What you have to do: Rewrite the lines below, replacing "white sail" with "red sail" everywhere it appears and leaving everything else as it is.

:: Task material

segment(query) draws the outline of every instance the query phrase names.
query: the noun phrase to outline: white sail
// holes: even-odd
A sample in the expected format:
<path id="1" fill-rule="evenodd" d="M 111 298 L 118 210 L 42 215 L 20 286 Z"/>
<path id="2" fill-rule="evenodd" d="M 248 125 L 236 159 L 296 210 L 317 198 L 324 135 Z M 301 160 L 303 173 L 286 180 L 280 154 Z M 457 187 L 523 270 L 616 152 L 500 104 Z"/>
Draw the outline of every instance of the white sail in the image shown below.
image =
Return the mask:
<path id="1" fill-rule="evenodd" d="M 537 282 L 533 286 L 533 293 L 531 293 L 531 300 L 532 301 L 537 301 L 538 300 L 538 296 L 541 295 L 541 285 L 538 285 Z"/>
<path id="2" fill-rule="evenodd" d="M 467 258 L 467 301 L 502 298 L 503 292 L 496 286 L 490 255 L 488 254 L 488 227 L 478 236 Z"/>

::::

Worked answer:
segment(query) draws the outline of every instance the query phrase names.
query: the noun phrase to outline: red sail
// holes: even-odd
A sample in the expected format:
<path id="1" fill-rule="evenodd" d="M 111 298 L 118 210 L 42 215 L 20 286 Z"/>
<path id="2" fill-rule="evenodd" d="M 248 125 L 236 159 L 296 210 L 317 198 L 324 135 Z M 301 160 L 303 173 L 286 180 L 280 154 Z M 457 187 L 523 270 L 616 152 L 500 104 Z"/>
Draw the outline of every instance of the red sail in the image shown below.
image =
Return the mask:
<path id="1" fill-rule="evenodd" d="M 537 282 L 533 286 L 533 293 L 531 293 L 531 300 L 532 301 L 537 301 L 538 300 L 538 296 L 541 295 L 541 285 L 538 285 Z"/>
<path id="2" fill-rule="evenodd" d="M 467 258 L 467 301 L 502 298 L 503 292 L 496 286 L 490 255 L 488 254 L 488 227 L 478 236 Z"/>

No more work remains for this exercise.